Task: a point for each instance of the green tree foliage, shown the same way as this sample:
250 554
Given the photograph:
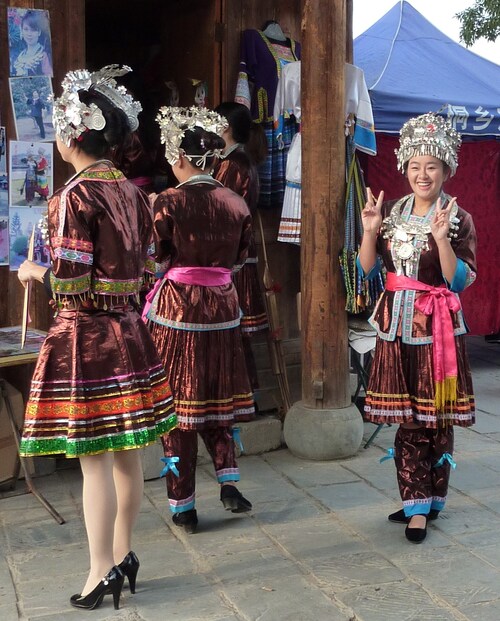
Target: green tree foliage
480 21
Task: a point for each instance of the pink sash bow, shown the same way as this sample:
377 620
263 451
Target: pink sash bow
436 302
202 276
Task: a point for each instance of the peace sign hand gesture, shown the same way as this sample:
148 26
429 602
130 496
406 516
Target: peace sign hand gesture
440 224
371 216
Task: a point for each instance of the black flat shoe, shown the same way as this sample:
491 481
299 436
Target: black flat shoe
399 517
130 566
233 500
111 583
188 520
416 535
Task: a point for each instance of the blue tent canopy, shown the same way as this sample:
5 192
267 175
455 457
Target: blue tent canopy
412 68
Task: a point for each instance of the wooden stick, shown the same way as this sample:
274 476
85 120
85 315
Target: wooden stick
27 292
27 476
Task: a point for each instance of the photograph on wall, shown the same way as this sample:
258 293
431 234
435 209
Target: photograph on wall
32 107
4 194
30 48
3 150
4 240
22 221
30 173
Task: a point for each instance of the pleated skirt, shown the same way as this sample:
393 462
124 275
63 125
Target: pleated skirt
247 284
207 372
98 386
401 387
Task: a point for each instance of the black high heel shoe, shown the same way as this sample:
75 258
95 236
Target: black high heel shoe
416 535
111 583
130 566
400 518
188 520
233 500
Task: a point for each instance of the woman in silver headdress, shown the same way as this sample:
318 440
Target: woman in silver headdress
99 390
420 376
202 230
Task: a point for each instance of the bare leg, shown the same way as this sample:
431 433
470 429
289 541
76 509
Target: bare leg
129 484
99 509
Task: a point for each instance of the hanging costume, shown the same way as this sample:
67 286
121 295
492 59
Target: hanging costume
261 64
287 103
237 173
201 230
98 385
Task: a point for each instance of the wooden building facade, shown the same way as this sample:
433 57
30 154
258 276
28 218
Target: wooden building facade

EXERCISE TASK
Return all of the records above word for word, but omit any picture.

WRITTEN ANSWER
Task: a point for each instance of the green tree foliage, shown the same way as this sample:
250 554
Given the photograph:
Target: green tree foliage
480 21
Task: a point for each instance of the pink sash bow, shown the same way as this sample:
377 620
263 451
Target: pink sash bow
436 302
202 276
Task: a point for each instance of the peace sign hand gesture, shown the same way as this sample:
148 26
429 602
130 496
406 516
Target: peace sign hand gesture
440 224
371 216
Task: a point for each instance of the black flat shoe, shown the same way as this sample:
491 481
299 436
Target: black flat shoe
399 517
130 566
233 500
111 583
188 520
416 535
Task: a point for each instance of the blue tent canopy, shown the same way as this sample:
5 192
267 175
455 457
Target: blue tent canopy
412 68
Task: a point for each instance of the wooden stick, shown the same way as this sample:
274 476
85 120
85 315
Target: wooden stick
27 292
27 476
Task: a point for each instance of the photograph on wall, shown the same way as this sample:
258 293
431 234
435 209
Target: photograph on wall
32 107
4 194
30 48
3 150
4 240
22 221
30 173
Task: a point for each instance of the pleated skirt, shown the same way as this sample:
393 462
124 275
63 125
Target: pleated skirt
247 284
207 372
98 386
401 387
Task: a point for each instance of the black high heel shoe, shown the same way as this sample:
75 258
95 236
Target: black high heel shoe
416 535
111 583
130 566
400 518
188 520
233 500
Task: a point for each instance of the woman in silver headdress, shown the same way as this sample:
318 440
Target: woman in silver headdress
99 390
420 376
202 230
Task: a point for each instance of the bare leg, shown the same way as this sample:
431 433
470 429
289 541
76 509
Target: bare leg
129 484
99 509
Task: a point for each instance of the hanging costume, shown the same way as this sample:
67 286
121 295
492 59
Target: hanging costume
261 64
287 103
237 173
201 230
98 385
Task: a point for each instance of the wooden building facade, shown the same way as this sample:
433 57
30 154
258 276
28 218
Target: wooden building facade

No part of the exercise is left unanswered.